> Your assignment:
Copy the data exactly. Leave nothing out.

═══ Material for this exercise ═══

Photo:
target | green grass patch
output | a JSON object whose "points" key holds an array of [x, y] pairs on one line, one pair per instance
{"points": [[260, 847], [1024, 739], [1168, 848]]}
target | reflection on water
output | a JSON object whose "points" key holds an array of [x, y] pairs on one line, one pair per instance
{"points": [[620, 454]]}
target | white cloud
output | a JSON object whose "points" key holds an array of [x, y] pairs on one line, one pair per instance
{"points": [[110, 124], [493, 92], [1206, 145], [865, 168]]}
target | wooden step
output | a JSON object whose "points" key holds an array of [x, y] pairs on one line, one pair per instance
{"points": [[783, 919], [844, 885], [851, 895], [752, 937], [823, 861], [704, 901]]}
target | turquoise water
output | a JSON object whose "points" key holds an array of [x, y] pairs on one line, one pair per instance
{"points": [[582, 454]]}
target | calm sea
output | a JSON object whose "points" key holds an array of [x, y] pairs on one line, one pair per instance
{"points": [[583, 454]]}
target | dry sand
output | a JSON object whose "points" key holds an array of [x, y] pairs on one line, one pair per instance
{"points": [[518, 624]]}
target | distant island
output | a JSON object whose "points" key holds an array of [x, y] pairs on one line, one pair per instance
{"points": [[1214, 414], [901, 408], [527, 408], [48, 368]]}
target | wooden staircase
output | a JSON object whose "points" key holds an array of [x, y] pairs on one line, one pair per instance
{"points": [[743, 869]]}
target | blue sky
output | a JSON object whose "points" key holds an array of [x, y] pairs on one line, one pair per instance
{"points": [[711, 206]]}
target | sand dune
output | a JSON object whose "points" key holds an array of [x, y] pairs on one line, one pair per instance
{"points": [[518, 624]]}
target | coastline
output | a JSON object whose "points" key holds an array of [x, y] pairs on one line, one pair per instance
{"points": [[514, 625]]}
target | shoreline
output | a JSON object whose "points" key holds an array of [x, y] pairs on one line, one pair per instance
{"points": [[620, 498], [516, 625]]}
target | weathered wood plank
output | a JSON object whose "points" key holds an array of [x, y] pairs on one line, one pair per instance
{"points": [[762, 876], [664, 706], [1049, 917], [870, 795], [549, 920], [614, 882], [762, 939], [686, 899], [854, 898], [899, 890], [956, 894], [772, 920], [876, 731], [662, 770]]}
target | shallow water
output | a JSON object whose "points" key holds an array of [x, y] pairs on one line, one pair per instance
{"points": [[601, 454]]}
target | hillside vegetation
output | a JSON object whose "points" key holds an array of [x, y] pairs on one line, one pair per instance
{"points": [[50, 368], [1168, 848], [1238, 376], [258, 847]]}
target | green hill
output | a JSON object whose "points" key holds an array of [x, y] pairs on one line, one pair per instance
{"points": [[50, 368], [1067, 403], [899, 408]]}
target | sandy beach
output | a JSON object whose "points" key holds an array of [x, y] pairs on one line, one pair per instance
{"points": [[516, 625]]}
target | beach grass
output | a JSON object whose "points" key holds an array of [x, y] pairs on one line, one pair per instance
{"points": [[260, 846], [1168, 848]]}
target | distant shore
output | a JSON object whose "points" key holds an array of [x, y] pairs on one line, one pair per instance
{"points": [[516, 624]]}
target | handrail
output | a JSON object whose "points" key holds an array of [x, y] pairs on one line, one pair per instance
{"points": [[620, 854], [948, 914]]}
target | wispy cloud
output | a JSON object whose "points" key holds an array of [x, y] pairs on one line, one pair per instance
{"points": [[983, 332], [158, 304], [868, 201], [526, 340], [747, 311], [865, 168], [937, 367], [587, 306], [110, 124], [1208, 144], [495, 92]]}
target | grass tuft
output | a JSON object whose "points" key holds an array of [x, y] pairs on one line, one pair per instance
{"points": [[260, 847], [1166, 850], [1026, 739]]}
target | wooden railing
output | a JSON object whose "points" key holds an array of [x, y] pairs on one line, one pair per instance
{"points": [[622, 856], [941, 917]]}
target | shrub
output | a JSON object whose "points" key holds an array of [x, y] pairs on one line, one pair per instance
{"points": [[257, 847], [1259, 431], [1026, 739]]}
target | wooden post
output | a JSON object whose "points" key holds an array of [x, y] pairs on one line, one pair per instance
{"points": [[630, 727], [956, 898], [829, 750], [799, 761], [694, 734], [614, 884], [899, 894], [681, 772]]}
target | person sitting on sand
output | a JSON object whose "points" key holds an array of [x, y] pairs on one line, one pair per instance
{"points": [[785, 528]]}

═══

> Response to the exercise:
Photo:
target | green grass patch
output | a JSON object whose "points" key holds an array of [x, y] pairs on one line, one pair per instance
{"points": [[260, 847], [1024, 739], [1168, 848]]}
target | reflection on water
output | a JSON object whose "points" key holds an array of [x, y] pairs on one line, one pair per instance
{"points": [[620, 454]]}
target | white cloud
output | a JSON object whose "points" key holds an array of [x, y] pairs on one line, one pair per instance
{"points": [[110, 124], [493, 92], [1206, 145], [865, 168]]}
target | wooden step
output | a JSON object whose "points" key holds an array of [x, y] pairs on one line, one pair per instance
{"points": [[783, 919], [844, 885], [851, 895], [752, 937], [823, 861], [704, 901]]}
target | turquoise water
output | a JSON object whose "points" key holds an array of [x, y] pairs on one line, one pair per instance
{"points": [[582, 454]]}
target | calm sea
output | a JSON object whose "points" key holds an array of [x, y] pairs on one line, one pair per instance
{"points": [[583, 454]]}
target | dry sand
output | a JSON object whose "points" key holds an array of [x, y] pairs on one line, one pair per instance
{"points": [[518, 624]]}
target | distant island
output | a JSON object whose "points" key holds an array of [x, y] pairs on one line, one pair per instance
{"points": [[1214, 414], [901, 408], [527, 408], [48, 368]]}
target | wooden staircase
output | a JSON object whose "points" key holds an array of [x, y] pairs on one line, one pair per instance
{"points": [[743, 869]]}
target | blue sky
output | a JSON object whose "points" key holds an array of [x, y] pairs on one line, one pair per instance
{"points": [[711, 206]]}
target | sand dune
output | a JSON object whose "points" key holds an array of [x, y] pairs on one line, one pair per instance
{"points": [[518, 624]]}
target | coastline
output | a JSON object whose "points" key holds an array of [x, y] pairs on one line, one pair per instance
{"points": [[514, 625]]}
target | shoreline
output | a JSON object whose "points" key holds an array of [x, y] pairs on one line, one pair per instance
{"points": [[620, 498], [516, 625]]}
target | weathered wood plank
output | a JSON object whose "points" key holds an array of [x, y] pairs on one line, one pair per instance
{"points": [[762, 876], [664, 706], [1049, 917], [870, 795], [549, 920], [614, 882], [762, 939], [686, 899], [854, 898], [899, 890], [956, 894], [772, 920], [876, 731], [662, 770]]}
target | shallow water
output | a JSON object whose "points" key holds an array of [x, y] pairs on one line, one pair per instance
{"points": [[601, 454]]}
target | hillside vegetation
output | a JSON object whose "points" key holds an array of [x, y] pairs on one line, one pair per instance
{"points": [[50, 368], [1168, 848], [1238, 376], [258, 847]]}
target | green hill
output | a JSON object whose "points" key holds an array of [x, y] pairs on one line, one pair per instance
{"points": [[50, 368], [1067, 403], [899, 408]]}
target | sandy beach
output | a JSON object whose "points" key holds an array of [x, y] pairs on one line, one pair per instance
{"points": [[516, 625]]}
target | beach grass
output | a JSON object whose "points" key holds an array of [x, y] pairs on one line, one pair per instance
{"points": [[260, 846], [1168, 848]]}
target | distant shore
output | a JSON object whose "points" key holds an array of [x, y] pairs on one line, one pair per instance
{"points": [[516, 624]]}
target | handrail
output | a JSON object whose "points" key holds an array of [x, y] pairs on one line, one pair per instance
{"points": [[620, 854], [948, 914]]}
target | wispy cloud
output | a JSON object whose "points" key holds an array of [x, y] pairs on one line, one pair per instance
{"points": [[983, 332], [158, 304], [868, 201], [526, 340], [747, 311], [865, 168], [937, 367], [587, 306], [110, 124], [1208, 144], [495, 92]]}
target | grass tuft
output | a JSON object whose "points" key holds an array of [x, y] pairs on one line, one pair per instance
{"points": [[260, 847], [1166, 850], [1026, 739]]}
target | wooden railing
output | a JSON object whose "points" key holds an array of [x, y] pairs on one line, one pair per instance
{"points": [[622, 856], [941, 917]]}
target | shrub
output | a JSON object whose "points" key holds an array of [x, y] pairs on one line, one pair per instance
{"points": [[257, 847], [1259, 431], [1026, 739]]}
target | wooden post
output | a JSON object whose "points" key holds an array of [x, y] pairs on one line, one pair per instance
{"points": [[630, 727], [956, 898], [829, 750], [799, 761], [694, 734], [614, 884], [899, 894], [681, 772]]}
target | person sitting on sand
output | a JSON object whose "points" key holds an array of [x, y] pairs on one line, one pair per instance
{"points": [[785, 528]]}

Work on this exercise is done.